> **What the task requires**:
How many lines in the data that follows contain the word "negative"? Only that number is needed.

> **Data for this exercise**:

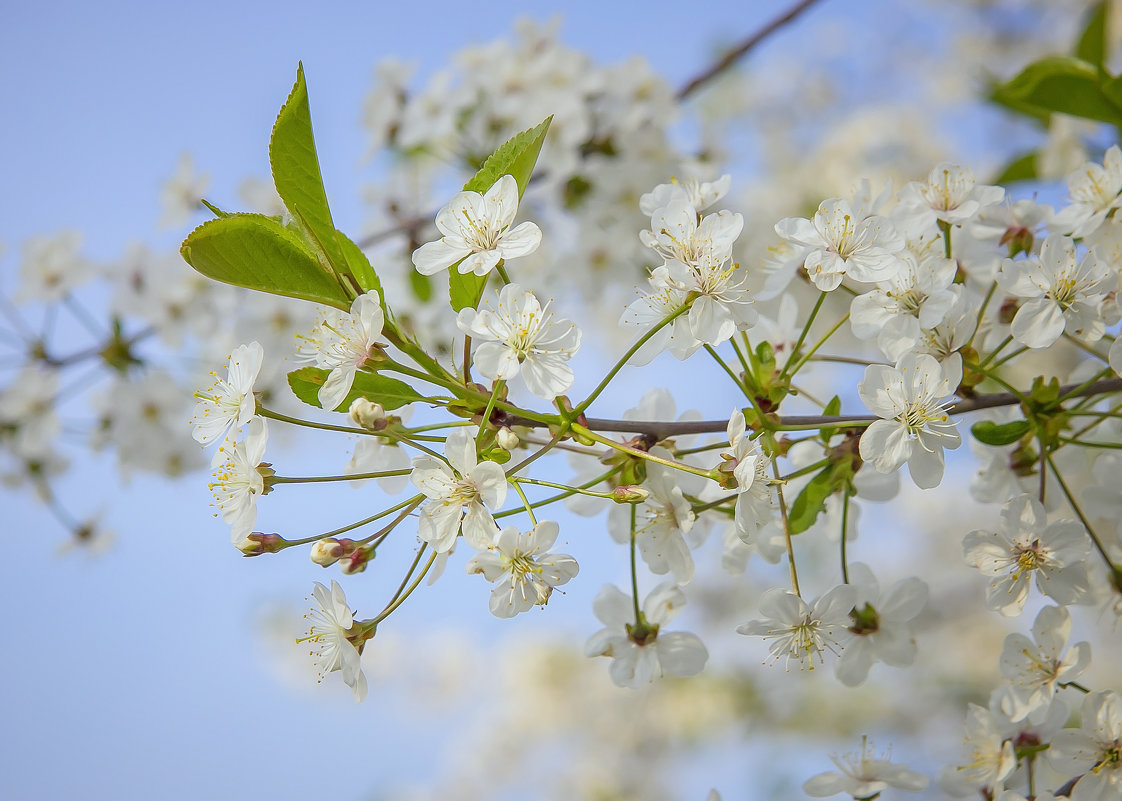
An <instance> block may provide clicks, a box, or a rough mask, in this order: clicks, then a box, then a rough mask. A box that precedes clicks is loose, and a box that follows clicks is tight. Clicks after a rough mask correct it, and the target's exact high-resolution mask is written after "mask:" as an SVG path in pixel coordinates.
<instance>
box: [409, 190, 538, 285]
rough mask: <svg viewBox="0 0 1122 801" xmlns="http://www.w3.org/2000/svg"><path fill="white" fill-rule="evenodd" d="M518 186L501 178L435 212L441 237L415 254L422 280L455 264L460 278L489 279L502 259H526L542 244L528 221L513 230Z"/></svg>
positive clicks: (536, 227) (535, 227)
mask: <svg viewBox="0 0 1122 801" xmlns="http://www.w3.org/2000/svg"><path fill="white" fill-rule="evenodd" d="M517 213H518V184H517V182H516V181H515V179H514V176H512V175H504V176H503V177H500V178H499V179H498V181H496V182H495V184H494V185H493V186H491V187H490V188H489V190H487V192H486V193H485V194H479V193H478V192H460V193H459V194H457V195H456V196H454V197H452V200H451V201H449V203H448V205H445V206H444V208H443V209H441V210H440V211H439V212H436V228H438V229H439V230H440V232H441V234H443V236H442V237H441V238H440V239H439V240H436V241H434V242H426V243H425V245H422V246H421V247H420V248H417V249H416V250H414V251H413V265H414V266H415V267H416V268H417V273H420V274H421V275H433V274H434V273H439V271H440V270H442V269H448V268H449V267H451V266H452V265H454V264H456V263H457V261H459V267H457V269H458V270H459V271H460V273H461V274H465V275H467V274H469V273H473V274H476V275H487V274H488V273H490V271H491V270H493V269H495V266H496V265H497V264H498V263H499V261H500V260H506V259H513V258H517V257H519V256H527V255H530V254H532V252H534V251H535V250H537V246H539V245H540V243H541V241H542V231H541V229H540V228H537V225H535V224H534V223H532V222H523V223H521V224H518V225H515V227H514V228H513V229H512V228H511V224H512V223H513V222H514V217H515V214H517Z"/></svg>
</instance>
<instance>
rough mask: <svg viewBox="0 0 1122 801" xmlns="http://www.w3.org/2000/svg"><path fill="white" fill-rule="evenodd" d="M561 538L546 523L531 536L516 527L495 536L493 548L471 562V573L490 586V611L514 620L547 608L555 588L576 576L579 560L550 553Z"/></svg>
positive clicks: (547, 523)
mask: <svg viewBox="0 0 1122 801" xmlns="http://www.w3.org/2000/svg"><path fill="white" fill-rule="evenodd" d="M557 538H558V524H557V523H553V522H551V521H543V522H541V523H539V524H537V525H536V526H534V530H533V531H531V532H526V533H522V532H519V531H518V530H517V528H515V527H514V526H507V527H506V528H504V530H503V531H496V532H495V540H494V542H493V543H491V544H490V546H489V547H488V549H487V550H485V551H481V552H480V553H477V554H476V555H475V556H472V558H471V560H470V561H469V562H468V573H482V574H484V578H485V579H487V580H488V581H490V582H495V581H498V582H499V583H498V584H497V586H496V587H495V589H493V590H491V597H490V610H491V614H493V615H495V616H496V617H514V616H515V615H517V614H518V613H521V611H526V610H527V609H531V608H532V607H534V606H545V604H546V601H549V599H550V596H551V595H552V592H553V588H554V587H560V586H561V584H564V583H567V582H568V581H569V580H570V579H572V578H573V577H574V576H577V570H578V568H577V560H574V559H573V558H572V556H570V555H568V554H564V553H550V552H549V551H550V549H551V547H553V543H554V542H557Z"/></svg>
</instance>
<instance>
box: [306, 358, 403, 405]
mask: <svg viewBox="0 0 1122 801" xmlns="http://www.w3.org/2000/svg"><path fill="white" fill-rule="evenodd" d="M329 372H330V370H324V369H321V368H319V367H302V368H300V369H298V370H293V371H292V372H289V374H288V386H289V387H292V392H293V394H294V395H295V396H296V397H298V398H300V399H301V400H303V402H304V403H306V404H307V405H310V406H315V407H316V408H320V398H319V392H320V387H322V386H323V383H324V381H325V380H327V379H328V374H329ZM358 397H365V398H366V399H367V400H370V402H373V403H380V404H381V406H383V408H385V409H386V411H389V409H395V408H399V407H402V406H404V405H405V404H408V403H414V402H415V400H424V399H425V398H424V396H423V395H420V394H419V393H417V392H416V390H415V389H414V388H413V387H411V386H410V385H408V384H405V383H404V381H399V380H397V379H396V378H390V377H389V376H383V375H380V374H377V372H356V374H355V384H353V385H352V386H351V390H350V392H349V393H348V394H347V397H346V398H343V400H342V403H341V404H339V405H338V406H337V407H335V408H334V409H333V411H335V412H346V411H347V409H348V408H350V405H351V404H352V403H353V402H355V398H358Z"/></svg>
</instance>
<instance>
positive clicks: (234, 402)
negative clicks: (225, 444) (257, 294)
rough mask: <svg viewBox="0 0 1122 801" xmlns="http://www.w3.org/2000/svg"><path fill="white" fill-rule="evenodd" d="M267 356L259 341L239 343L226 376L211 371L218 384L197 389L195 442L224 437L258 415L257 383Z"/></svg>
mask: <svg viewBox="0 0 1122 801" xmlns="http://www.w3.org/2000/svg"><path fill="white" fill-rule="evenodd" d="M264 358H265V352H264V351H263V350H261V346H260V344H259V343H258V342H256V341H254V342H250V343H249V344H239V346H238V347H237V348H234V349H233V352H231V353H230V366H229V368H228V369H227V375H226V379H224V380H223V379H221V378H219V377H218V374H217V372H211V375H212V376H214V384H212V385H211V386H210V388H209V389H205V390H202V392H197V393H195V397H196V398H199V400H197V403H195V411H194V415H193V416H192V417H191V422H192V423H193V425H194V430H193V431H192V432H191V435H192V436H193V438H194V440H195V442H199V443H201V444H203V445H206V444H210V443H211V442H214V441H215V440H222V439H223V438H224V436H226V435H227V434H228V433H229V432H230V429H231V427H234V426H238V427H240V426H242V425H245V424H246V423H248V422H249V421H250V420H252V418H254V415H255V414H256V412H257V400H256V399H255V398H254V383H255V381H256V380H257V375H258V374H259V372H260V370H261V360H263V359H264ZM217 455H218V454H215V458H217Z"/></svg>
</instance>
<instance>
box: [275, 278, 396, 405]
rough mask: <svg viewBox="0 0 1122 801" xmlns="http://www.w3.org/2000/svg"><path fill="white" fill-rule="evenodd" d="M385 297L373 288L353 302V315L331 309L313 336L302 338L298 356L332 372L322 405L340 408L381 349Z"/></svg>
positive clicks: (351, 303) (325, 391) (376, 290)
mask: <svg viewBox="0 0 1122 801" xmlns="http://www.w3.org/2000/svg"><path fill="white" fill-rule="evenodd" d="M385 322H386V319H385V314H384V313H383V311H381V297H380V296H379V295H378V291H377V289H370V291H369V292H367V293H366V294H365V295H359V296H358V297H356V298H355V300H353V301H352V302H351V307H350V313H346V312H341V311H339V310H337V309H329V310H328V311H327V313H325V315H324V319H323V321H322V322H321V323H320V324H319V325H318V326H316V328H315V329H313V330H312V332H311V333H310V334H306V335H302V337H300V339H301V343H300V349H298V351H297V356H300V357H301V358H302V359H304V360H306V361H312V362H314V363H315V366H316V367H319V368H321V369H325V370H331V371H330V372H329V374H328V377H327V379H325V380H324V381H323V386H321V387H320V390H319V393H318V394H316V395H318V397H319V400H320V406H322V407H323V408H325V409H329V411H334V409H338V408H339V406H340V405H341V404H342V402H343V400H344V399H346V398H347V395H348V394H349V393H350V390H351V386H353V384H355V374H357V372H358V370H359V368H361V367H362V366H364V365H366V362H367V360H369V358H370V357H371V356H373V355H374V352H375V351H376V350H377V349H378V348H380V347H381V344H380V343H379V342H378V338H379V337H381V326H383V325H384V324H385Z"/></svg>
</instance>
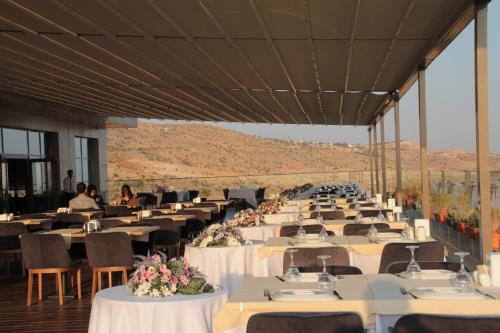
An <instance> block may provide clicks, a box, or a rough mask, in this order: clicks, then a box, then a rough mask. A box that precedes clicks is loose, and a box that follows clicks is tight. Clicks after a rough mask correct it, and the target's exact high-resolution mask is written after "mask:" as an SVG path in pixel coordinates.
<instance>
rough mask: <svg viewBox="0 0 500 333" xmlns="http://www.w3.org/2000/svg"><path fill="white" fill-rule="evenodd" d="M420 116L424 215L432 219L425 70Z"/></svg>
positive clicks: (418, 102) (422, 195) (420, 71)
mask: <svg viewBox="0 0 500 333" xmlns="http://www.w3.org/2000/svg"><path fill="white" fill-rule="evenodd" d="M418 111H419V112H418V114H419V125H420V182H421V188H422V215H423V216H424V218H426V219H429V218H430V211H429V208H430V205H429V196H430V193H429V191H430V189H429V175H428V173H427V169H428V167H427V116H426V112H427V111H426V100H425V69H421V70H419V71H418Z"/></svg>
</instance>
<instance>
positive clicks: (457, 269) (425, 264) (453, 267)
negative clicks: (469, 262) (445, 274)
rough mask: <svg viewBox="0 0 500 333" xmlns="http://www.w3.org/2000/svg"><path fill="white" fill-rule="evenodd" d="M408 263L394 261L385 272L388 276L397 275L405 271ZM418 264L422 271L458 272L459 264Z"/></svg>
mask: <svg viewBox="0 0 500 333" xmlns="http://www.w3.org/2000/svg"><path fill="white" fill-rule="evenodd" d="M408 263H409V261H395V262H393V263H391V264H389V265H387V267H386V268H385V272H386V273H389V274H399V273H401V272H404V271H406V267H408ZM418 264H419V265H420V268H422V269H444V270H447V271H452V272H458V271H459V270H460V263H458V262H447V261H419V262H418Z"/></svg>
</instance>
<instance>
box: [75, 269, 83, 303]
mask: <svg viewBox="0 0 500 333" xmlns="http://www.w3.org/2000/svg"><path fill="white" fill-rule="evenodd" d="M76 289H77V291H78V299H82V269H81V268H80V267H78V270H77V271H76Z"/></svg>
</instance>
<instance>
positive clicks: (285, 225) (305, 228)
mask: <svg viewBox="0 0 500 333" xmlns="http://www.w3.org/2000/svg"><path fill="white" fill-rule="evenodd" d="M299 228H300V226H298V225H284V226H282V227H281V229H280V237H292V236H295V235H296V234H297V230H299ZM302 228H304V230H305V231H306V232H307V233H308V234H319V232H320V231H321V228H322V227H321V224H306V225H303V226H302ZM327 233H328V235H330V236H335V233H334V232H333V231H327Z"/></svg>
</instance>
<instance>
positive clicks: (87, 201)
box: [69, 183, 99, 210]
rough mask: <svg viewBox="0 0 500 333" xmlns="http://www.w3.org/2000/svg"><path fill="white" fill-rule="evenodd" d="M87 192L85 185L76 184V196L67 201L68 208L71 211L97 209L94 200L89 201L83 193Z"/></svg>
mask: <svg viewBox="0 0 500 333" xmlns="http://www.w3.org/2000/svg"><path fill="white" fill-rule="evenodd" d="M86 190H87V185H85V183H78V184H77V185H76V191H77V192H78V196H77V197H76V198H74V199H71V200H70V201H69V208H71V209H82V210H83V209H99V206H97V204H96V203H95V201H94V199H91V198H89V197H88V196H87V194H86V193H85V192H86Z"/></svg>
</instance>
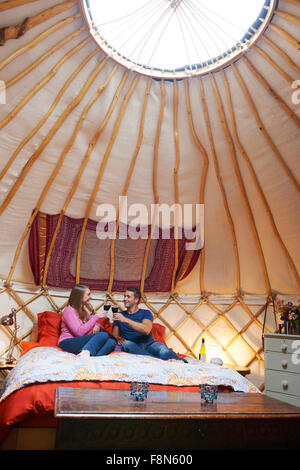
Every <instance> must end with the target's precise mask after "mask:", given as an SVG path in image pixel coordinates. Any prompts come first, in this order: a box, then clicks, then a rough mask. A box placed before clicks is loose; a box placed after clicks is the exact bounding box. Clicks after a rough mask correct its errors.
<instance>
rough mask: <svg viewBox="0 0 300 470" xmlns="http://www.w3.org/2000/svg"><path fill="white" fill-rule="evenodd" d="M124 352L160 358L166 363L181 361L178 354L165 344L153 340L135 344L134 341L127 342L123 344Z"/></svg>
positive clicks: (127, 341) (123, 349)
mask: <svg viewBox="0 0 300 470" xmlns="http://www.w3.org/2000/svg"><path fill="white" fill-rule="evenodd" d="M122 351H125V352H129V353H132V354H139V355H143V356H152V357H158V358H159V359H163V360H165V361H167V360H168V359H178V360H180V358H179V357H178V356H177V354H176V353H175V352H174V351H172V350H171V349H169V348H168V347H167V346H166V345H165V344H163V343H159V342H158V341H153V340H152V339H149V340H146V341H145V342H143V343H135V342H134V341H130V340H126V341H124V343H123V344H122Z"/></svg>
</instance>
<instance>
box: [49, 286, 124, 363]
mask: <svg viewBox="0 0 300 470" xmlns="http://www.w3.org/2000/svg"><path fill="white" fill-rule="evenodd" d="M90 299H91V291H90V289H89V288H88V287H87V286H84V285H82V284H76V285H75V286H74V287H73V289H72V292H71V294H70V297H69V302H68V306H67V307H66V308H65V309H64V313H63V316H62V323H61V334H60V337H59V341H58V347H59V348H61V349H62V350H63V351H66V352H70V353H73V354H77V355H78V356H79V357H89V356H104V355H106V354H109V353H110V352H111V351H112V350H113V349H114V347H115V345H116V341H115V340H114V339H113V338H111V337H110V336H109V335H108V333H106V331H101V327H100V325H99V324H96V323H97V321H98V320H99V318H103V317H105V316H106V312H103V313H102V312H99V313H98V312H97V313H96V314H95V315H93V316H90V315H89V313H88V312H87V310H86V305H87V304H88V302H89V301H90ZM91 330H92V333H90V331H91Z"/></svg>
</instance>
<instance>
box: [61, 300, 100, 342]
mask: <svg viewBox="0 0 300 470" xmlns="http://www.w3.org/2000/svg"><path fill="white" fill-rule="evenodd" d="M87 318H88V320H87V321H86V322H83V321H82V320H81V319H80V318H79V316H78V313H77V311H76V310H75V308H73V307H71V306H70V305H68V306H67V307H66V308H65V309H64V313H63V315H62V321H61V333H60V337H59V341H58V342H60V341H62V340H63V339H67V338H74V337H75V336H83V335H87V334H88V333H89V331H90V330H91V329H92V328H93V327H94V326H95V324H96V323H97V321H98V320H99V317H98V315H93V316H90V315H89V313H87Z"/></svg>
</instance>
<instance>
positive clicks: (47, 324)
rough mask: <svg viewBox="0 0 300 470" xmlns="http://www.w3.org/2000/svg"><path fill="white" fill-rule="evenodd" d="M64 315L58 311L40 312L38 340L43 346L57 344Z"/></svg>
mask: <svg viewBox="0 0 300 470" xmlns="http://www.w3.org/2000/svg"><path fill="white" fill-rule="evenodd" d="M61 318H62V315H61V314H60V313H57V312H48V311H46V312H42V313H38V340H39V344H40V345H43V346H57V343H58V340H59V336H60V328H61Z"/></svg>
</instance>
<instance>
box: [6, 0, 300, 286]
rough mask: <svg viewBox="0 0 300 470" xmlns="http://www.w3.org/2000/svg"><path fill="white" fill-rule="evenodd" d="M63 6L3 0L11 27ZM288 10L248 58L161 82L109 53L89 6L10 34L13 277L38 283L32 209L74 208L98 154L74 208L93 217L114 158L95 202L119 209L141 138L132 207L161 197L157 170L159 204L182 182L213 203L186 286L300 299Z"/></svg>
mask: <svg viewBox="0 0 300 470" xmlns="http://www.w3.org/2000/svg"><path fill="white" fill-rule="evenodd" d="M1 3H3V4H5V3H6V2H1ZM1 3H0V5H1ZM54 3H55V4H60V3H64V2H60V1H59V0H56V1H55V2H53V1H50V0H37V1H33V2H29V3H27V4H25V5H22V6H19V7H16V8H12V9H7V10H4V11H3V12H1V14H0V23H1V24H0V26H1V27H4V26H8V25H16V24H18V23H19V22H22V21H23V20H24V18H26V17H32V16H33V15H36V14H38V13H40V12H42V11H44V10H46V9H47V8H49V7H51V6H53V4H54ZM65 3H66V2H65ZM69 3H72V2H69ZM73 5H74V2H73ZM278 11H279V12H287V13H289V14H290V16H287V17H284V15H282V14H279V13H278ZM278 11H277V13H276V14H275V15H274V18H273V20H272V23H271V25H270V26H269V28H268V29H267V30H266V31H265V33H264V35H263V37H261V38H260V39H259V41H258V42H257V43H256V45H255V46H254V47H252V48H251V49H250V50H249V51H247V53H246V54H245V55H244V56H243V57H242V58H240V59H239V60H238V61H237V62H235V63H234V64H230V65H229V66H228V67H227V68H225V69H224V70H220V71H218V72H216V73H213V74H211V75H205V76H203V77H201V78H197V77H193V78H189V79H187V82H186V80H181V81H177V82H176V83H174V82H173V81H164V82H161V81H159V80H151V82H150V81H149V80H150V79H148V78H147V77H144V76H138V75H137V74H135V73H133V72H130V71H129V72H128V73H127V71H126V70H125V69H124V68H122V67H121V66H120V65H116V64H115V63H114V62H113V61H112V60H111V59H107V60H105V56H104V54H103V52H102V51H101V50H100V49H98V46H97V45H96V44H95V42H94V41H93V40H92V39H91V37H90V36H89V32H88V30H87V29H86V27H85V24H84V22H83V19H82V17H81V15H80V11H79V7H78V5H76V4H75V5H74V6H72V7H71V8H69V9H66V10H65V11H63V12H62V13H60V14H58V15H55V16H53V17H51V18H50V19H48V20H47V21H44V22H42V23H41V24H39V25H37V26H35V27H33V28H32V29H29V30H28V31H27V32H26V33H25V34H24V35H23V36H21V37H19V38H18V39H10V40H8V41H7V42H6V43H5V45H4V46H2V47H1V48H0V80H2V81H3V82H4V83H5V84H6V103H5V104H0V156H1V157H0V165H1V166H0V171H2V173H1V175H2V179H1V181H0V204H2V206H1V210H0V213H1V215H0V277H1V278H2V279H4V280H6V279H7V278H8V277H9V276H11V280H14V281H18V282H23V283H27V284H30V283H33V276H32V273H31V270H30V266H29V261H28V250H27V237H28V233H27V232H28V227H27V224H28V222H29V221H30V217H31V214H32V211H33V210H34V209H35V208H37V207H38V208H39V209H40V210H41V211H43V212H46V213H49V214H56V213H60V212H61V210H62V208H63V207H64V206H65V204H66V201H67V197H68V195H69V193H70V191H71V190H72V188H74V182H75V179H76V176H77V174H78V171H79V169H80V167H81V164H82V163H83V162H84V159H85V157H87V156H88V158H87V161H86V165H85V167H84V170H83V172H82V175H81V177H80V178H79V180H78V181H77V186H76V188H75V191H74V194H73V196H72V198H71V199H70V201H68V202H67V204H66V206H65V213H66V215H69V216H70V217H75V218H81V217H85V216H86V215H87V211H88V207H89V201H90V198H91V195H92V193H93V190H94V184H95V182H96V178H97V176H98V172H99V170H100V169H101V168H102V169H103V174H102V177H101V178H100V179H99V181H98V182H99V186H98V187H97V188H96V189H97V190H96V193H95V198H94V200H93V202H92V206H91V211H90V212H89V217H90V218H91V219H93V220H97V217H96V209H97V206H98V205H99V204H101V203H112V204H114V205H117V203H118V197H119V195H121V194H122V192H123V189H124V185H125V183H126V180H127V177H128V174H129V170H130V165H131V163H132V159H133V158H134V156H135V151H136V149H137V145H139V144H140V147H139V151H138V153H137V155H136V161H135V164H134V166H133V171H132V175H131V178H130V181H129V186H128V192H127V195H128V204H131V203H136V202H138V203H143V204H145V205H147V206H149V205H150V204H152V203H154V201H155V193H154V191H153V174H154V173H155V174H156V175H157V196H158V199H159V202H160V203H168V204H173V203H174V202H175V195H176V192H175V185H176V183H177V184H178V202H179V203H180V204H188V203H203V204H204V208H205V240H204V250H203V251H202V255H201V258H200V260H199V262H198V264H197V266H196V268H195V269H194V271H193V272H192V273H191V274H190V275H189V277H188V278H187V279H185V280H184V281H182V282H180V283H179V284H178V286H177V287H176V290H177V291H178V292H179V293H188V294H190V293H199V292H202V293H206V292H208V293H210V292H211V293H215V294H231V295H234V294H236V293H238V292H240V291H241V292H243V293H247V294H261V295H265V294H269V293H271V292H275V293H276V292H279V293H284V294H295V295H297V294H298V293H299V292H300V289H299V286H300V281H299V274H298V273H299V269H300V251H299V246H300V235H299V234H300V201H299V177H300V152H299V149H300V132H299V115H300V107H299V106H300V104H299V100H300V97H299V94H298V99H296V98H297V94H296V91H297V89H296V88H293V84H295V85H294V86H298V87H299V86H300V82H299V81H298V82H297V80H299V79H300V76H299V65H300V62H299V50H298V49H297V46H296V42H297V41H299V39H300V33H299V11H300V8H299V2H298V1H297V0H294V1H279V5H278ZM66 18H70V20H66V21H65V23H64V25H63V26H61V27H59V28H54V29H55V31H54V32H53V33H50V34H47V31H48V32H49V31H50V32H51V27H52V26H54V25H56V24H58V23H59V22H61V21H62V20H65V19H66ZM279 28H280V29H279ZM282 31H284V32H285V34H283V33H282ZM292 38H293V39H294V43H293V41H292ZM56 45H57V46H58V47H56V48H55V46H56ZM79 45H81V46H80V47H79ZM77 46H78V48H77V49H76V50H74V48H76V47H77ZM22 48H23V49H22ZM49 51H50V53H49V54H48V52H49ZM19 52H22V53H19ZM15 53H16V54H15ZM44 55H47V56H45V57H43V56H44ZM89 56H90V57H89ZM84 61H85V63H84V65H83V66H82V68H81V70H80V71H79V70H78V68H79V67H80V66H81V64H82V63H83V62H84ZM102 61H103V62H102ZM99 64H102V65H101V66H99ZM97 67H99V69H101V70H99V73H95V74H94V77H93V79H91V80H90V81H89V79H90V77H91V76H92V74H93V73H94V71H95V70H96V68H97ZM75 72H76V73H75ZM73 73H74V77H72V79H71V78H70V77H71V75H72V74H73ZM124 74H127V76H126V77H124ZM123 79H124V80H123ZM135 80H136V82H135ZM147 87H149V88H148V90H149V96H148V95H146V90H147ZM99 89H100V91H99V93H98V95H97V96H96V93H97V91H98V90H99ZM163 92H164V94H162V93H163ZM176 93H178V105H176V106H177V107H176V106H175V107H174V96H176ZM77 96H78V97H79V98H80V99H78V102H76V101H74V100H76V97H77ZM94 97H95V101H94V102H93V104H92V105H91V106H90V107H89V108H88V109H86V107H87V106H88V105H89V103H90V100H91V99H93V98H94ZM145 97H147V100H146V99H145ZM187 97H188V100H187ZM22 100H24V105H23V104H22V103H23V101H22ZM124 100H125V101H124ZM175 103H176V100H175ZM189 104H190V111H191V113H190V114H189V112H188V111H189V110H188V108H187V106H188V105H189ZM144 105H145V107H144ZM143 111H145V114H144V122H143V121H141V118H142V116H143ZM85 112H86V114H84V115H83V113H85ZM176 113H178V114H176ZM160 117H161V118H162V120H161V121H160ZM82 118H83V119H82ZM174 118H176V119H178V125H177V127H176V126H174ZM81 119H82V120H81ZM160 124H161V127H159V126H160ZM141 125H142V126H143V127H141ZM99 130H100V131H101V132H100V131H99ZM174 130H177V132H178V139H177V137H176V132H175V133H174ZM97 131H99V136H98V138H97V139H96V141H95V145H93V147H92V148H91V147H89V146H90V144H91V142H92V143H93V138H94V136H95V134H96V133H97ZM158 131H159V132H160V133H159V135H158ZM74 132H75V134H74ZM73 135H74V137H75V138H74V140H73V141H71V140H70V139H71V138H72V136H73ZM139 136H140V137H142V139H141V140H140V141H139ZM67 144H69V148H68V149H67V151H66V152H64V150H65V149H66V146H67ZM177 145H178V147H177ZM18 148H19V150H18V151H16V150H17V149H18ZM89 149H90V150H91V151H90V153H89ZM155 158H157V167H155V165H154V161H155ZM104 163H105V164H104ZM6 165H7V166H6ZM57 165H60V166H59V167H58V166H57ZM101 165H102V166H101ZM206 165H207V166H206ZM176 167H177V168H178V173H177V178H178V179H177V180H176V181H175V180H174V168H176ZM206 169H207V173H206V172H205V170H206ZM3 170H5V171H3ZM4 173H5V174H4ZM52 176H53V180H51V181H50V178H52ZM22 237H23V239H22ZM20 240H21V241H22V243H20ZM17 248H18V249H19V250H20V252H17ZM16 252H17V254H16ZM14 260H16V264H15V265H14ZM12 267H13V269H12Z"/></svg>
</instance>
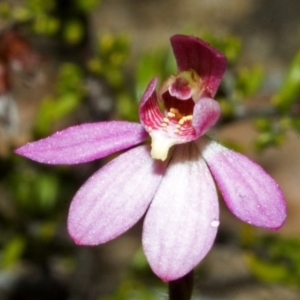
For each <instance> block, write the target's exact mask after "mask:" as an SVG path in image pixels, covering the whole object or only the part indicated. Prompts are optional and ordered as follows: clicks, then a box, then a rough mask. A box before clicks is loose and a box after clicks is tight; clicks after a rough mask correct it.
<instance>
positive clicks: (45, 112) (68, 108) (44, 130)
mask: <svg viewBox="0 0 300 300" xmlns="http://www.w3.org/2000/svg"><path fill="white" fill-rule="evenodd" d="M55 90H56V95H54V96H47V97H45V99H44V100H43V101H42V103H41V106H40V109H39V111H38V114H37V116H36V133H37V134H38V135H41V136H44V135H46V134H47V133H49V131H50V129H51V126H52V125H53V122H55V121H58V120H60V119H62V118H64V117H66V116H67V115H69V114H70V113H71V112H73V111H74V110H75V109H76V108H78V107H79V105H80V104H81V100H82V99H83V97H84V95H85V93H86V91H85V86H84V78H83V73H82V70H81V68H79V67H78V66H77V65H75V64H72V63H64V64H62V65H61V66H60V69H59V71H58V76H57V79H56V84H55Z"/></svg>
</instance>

> **Answer below**:
2